● **Problem set**:
- a) Which Air Force Base, and in which state, does the Space Shuttle question list name?
- b) Please copy everything in the Space Shuttle question list from "Q. How much does it" down to "does it use?", changing "propellants" to "fuels".
━━━ Source text ━━━
Q. How much does the Space Shuttle cost?
Q. What is a launch window?
Q. What are the names of the Space Shuttle orbiters?
Q. Is it true that launching the Space Shuttle creates a local ozone hole, and that the Space Shuttle releases more chlorine than all industrial uses worldwide?
Q. How are NASA program names such as Mercury, Gemini and Apollo chosen?
Q. Why hasn't the United States developed a way to rescue astronauts who are in trouble on space missions?
Q. What are the dimensions of the Space Shuttles?
Q. How much does it cost to launch a Space Shuttle?
Q. Did any Shuttle launches take place at Vandenberg Air Force Base in California?
Q. What types of propellants are used in the Shuttle? How much do they weigh?
Q. How fast does a Shuttle travel? What is its altitude? How much fuel does it use?
Q. Can the Space Shuttle fly to the Moon?
Q. Why is so much water released at the pad during launch?
━━━ Data extract ━━━
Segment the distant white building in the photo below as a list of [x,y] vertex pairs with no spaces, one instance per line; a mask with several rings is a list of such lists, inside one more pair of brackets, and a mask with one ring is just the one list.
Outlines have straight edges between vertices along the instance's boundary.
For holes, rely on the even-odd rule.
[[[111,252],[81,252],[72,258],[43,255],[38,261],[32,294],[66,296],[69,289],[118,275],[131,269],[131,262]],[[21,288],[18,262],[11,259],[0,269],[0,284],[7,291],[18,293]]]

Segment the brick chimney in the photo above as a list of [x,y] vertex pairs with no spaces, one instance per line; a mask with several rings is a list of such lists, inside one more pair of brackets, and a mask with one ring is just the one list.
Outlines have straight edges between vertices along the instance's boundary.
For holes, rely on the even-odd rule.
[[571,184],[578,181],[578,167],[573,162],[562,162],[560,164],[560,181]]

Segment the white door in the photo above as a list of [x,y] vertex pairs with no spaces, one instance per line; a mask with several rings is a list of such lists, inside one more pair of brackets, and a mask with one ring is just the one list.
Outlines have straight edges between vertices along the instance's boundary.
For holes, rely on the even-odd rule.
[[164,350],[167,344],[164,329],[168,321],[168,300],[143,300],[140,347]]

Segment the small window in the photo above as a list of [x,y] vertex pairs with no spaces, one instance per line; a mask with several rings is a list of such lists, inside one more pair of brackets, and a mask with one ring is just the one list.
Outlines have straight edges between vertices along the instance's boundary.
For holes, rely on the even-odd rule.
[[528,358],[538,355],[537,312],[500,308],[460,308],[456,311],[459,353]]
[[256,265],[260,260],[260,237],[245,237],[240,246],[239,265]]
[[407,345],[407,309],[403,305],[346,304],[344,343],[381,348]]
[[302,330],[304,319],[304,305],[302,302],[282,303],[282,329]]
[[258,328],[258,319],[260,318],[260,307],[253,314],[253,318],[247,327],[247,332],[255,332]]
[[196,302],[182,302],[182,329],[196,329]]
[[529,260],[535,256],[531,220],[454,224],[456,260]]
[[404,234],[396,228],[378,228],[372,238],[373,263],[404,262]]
━━━
● **Exercise results**:
- a) Vandenberg Air Force Base, in California.

- b)
Q. How much does it cost to launch a Space Shuttle?
Q. Did any Shuttle launches take place at Vandenberg Air Force Base in California?
Q. What types of fuels are used in the Shuttle? How much do they weigh?
Q. How fast does a Shuttle travel? What is its altitude? How much fuel does it use?